_Do this_
The entries below need to be written out exactly, with no pictures included.

Photo-based point labeling data:
>> Start

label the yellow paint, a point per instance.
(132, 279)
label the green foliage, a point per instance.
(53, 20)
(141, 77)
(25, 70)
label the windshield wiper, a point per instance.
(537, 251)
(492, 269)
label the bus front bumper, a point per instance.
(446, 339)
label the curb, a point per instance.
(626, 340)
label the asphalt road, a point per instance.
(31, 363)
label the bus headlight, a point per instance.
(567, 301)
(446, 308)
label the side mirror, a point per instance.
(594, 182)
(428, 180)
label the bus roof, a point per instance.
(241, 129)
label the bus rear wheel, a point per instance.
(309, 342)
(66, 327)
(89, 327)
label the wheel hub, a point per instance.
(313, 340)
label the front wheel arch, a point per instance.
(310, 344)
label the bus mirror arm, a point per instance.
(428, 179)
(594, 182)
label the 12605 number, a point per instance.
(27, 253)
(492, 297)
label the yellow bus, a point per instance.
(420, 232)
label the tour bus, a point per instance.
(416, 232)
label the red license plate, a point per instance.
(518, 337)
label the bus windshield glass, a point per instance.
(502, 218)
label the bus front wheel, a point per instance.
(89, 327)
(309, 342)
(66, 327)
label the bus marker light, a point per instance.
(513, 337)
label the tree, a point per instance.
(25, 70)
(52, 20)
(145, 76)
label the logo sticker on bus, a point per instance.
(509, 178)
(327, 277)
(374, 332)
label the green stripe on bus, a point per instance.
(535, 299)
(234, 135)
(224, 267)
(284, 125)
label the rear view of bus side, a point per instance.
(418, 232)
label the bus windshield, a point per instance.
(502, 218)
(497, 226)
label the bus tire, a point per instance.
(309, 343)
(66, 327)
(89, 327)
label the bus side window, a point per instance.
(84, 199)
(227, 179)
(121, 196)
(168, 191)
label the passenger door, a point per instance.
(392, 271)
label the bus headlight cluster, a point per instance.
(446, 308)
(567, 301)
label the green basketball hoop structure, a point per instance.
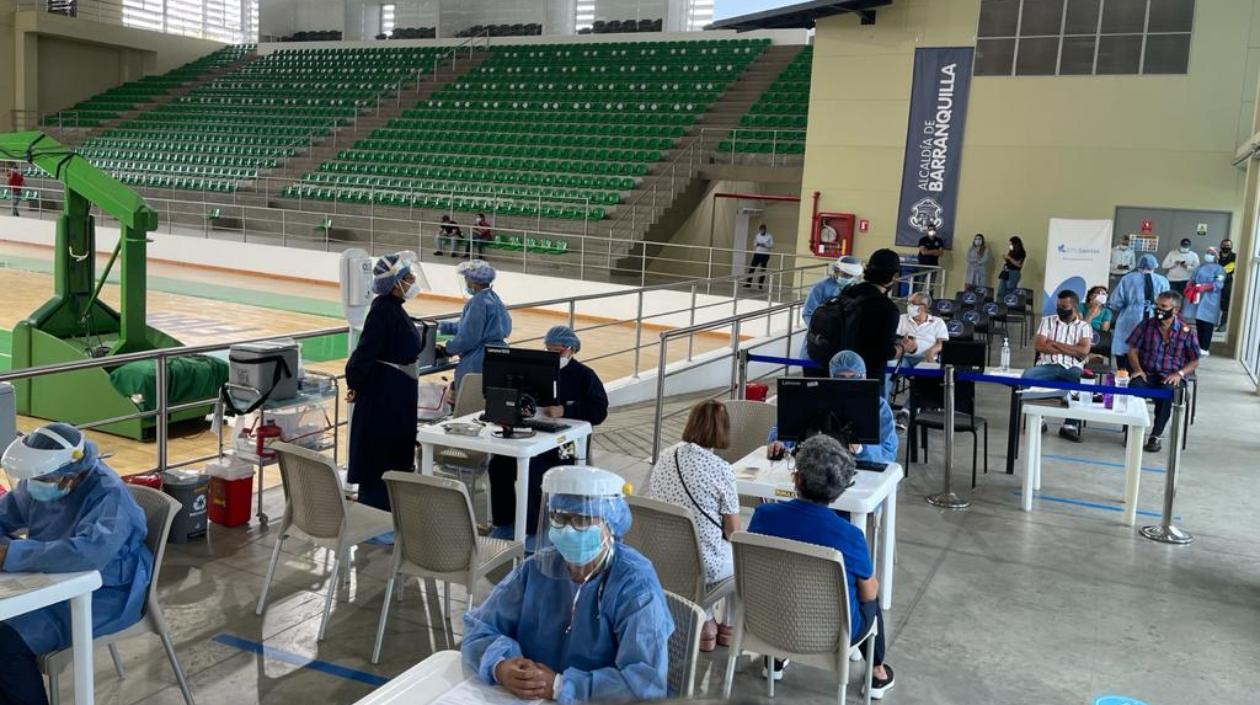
(74, 324)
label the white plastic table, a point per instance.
(757, 476)
(61, 587)
(431, 436)
(1134, 416)
(423, 682)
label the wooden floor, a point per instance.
(204, 306)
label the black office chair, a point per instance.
(968, 298)
(960, 330)
(943, 309)
(926, 407)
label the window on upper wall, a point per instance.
(387, 18)
(1084, 37)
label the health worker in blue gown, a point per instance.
(484, 320)
(77, 515)
(1133, 301)
(584, 618)
(381, 375)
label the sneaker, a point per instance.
(780, 666)
(881, 686)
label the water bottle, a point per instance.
(1122, 400)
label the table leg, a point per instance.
(522, 497)
(426, 458)
(1013, 432)
(887, 549)
(81, 640)
(1132, 473)
(1032, 470)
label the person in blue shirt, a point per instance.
(77, 515)
(381, 377)
(1208, 281)
(848, 364)
(824, 470)
(843, 272)
(1133, 301)
(584, 618)
(484, 320)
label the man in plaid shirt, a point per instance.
(1162, 351)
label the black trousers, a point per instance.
(760, 259)
(20, 681)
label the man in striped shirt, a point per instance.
(1162, 351)
(1062, 344)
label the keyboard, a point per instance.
(546, 426)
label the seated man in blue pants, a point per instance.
(1062, 345)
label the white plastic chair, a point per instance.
(160, 513)
(791, 602)
(316, 506)
(435, 538)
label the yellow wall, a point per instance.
(1035, 147)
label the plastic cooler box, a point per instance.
(231, 491)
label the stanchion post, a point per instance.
(1164, 531)
(946, 499)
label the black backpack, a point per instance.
(834, 326)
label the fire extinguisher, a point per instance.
(265, 433)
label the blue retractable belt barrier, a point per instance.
(990, 379)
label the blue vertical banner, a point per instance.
(934, 144)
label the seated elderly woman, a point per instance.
(824, 470)
(584, 618)
(848, 364)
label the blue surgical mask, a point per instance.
(43, 491)
(578, 547)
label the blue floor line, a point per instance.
(1104, 463)
(1091, 505)
(301, 661)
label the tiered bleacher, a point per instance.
(776, 122)
(571, 125)
(119, 100)
(224, 132)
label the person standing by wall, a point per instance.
(1012, 267)
(15, 183)
(1179, 263)
(1203, 298)
(1229, 261)
(1133, 304)
(977, 263)
(1162, 351)
(762, 244)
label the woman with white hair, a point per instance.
(381, 377)
(484, 320)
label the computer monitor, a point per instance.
(846, 409)
(964, 354)
(532, 372)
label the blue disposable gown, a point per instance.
(823, 291)
(484, 321)
(383, 427)
(885, 452)
(1208, 305)
(618, 648)
(97, 526)
(1130, 306)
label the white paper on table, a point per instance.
(13, 586)
(473, 693)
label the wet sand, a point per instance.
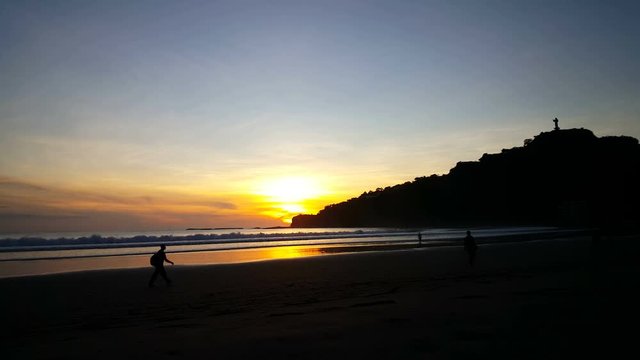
(530, 300)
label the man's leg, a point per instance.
(153, 277)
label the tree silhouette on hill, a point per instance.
(562, 177)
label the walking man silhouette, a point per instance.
(470, 247)
(157, 261)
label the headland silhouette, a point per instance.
(561, 178)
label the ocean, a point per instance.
(39, 254)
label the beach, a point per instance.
(528, 300)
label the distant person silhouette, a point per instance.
(470, 247)
(157, 261)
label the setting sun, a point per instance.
(291, 189)
(287, 197)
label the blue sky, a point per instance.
(206, 99)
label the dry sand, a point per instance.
(530, 300)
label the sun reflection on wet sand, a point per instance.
(50, 266)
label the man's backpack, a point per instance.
(155, 260)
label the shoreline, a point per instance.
(41, 266)
(536, 299)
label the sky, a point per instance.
(156, 115)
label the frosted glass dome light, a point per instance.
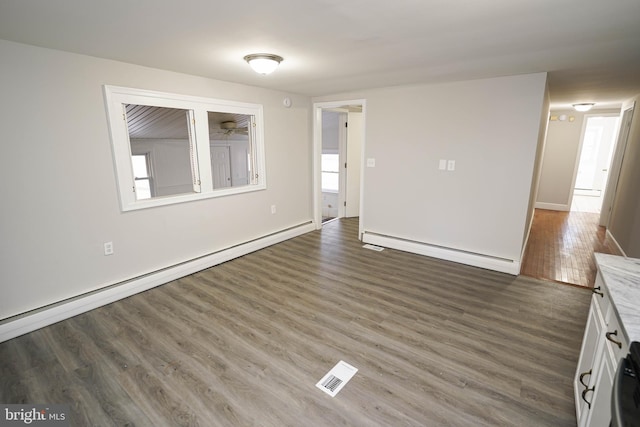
(263, 63)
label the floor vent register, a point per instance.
(336, 378)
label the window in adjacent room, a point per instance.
(330, 172)
(172, 148)
(142, 176)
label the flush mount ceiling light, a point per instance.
(586, 106)
(263, 63)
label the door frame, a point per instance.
(616, 164)
(585, 119)
(317, 156)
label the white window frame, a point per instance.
(117, 97)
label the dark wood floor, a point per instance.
(244, 343)
(561, 247)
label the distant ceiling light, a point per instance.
(586, 106)
(263, 63)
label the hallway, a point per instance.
(561, 246)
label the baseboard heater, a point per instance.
(30, 321)
(488, 262)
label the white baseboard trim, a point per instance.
(469, 258)
(613, 239)
(36, 319)
(553, 206)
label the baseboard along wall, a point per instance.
(36, 319)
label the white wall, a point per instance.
(560, 159)
(489, 127)
(59, 190)
(624, 222)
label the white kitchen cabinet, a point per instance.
(603, 345)
(583, 384)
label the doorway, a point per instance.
(596, 148)
(338, 148)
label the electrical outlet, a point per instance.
(108, 248)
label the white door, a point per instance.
(616, 164)
(597, 145)
(221, 166)
(354, 163)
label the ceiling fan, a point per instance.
(230, 127)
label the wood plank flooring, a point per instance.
(561, 247)
(244, 343)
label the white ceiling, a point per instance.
(591, 48)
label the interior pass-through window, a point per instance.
(171, 148)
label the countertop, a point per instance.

>> End

_The output_
label the yellow paint, a point per instance.
(132, 279)
label the green foliage, a point per instance.
(53, 20)
(141, 77)
(25, 70)
label the windshield wiper, a point per instance.
(537, 251)
(492, 269)
label the bus front bumper, a point per instance.
(446, 339)
label the curb, a point per instance.
(626, 340)
label the asphalt road, a point per instance.
(31, 363)
label the bus headlight, a point per instance.
(567, 301)
(446, 308)
label the side mirror, a point per instance.
(594, 182)
(428, 180)
label the bus roof, a point per instance.
(241, 129)
label the bus rear wheel, a point per instance.
(309, 342)
(66, 327)
(89, 327)
label the wheel hub, a point per instance.
(313, 340)
label the front wheel arch, a point per instance.
(310, 344)
label the bus mirror arm, a point per instance.
(428, 179)
(594, 182)
label the 12605 number, a point per instance.
(27, 253)
(492, 297)
label the yellow bus, a point per instance.
(420, 232)
label the tour bus, a point per instance.
(416, 232)
label the red license plate, a point per instance.
(518, 337)
label the bus windshield glass, a point per instance.
(502, 218)
label the bus front wheel, a point per instance.
(89, 327)
(309, 342)
(66, 327)
label the bus marker light, a point per instance.
(513, 337)
label the tree, a point per instance.
(25, 70)
(52, 20)
(145, 76)
label the logo sticker on bus, a point per instance.
(509, 178)
(327, 277)
(374, 332)
label the green stripe on bus, a point per instance.
(535, 299)
(234, 135)
(224, 267)
(284, 125)
label the rear view of bus side, a point per instance.
(418, 232)
label the bus windshield, a point per instance.
(502, 218)
(497, 226)
label the bus tire, a point per instance.
(309, 343)
(66, 327)
(89, 327)
label the bus side window, a point per instance.
(84, 199)
(227, 179)
(121, 196)
(168, 191)
label the passenger door, a point per instance.
(392, 271)
label the bus headlight cluster, a point per instance.
(446, 308)
(567, 301)
label the green basketball hoop structure, a point per instance.
(74, 324)
label the white plastic table, a point per instance.
(757, 476)
(61, 587)
(431, 436)
(1134, 416)
(423, 682)
label the wooden floor, a point per instance.
(204, 306)
label the black office chair, a point per instance.
(968, 298)
(960, 330)
(943, 309)
(926, 407)
label the window on upper wall, a point per instance.
(387, 18)
(1084, 37)
label the health worker in blue gown, a point per instance.
(484, 320)
(77, 515)
(1133, 301)
(584, 618)
(381, 375)
label the sneaker, a point per instance.
(780, 666)
(881, 686)
label the water bottle, a point per instance.
(1122, 400)
label the table leg, a point per instance.
(522, 497)
(426, 458)
(1013, 432)
(887, 549)
(81, 640)
(1132, 473)
(1032, 470)
label the person in blue shirt, a point per instance.
(77, 515)
(381, 377)
(1208, 281)
(848, 364)
(824, 470)
(843, 272)
(1133, 301)
(584, 618)
(484, 320)
label the man in plaid shirt, a point per instance.
(1162, 351)
label the black trousers, a point per instance.
(760, 259)
(20, 681)
label the man in striped shirt, a point per instance.
(1162, 351)
(1062, 344)
label the keyboard, a point per instance.
(546, 426)
label the seated man in blue pants, a point per instance.
(1062, 345)
label the white plastic chair, a point per instance.
(160, 513)
(791, 602)
(316, 506)
(435, 538)
label the yellow wall, a point per instance.
(1035, 147)
label the plastic cooler box, a point per instance.
(231, 491)
label the stanchion post, a point per instance.
(1164, 531)
(946, 499)
label the black backpack, a point per instance.
(834, 326)
label the fire extinguisher, a point per instance.
(265, 433)
label the blue retractable belt barrier, a point per instance.
(990, 379)
label the blue vertical banner, a point per instance.
(934, 144)
label the seated elderly woman, a point per instance.
(824, 470)
(584, 618)
(848, 364)
label the blue surgical mask, a point per instance.
(43, 491)
(578, 547)
label the blue floor line, a point per instance.
(1104, 463)
(1091, 505)
(301, 661)
label the tiered bleacher, a point per instance.
(776, 122)
(571, 125)
(119, 100)
(224, 132)
label the person standing by wall, a point per instance.
(1012, 267)
(15, 183)
(1179, 263)
(1203, 298)
(1229, 261)
(1133, 304)
(977, 263)
(1162, 351)
(762, 244)
label the woman with white hair, a point per instance.
(381, 377)
(484, 320)
label the computer monitor, a point per instance.
(846, 409)
(964, 354)
(532, 372)
label the blue disposable gown, a point per instance.
(823, 291)
(484, 321)
(383, 427)
(885, 452)
(1208, 305)
(618, 648)
(97, 526)
(1130, 306)
label the white paper on table, a point per instance.
(13, 586)
(473, 693)
label the wet sand, a point per instance.
(530, 300)
label the man's leg, a point per instance.
(153, 277)
label the tree silhouette on hill, a point per instance.
(562, 177)
label the walking man silhouette, a point per instance.
(470, 247)
(157, 261)
label the headland silhouette, a point per instance.
(561, 178)
label the ocean, a point per instance.
(39, 254)
label the beach, a point per instance.
(528, 300)
label the distant person silhouette, a point per instance.
(470, 247)
(157, 261)
label the setting sun, a point per instance.
(291, 189)
(287, 197)
label the blue sky, a point per instance.
(206, 99)
label the dry sand, a point per instance.
(530, 300)
label the sun reflection on wet sand, a point per instance.
(50, 266)
label the man's backpack, a point per instance.
(155, 260)
label the shoreline, a point per instance.
(41, 266)
(536, 299)
label the sky, a point per instance.
(156, 115)
label the frosted glass dome light, a point per instance.
(263, 63)
label the floor vent register, a point per instance.
(336, 378)
label the window in adjacent room, a point per instance.
(330, 172)
(172, 148)
(142, 176)
label the flush mount ceiling light, a point per instance.
(586, 106)
(263, 63)
label the door frame, a point per instance.
(616, 164)
(585, 119)
(317, 156)
label the white window frame, a point per instance.
(117, 97)
label the dark wood floor, a point per instance.
(244, 343)
(561, 247)
label the distant ceiling light, a point per instance.
(586, 106)
(263, 63)
label the hallway, a point per instance.
(561, 246)
label the baseboard heater, a point per instance.
(30, 321)
(488, 262)
label the white baseboard trim, a point per instance.
(469, 258)
(613, 239)
(36, 319)
(553, 206)
label the baseboard along wall, a point per instance.
(36, 319)
label the white wall, a point per instance.
(560, 159)
(489, 127)
(59, 190)
(624, 222)
label the white kitchen cabinet, a point per instance.
(603, 345)
(583, 384)
label the doorway, a point per instance.
(596, 148)
(338, 148)
label the electrical outlet, a point per instance.
(108, 248)
label the white door, a point per instance.
(616, 164)
(597, 145)
(221, 166)
(354, 163)
label the ceiling fan, a point per instance.
(230, 127)
label the wood plank flooring, a point per instance.
(561, 247)
(244, 343)
label the white ceiling, a point per instance.
(591, 48)
label the interior pass-through window, a point per instance.
(171, 148)
label the countertop, a point per instance.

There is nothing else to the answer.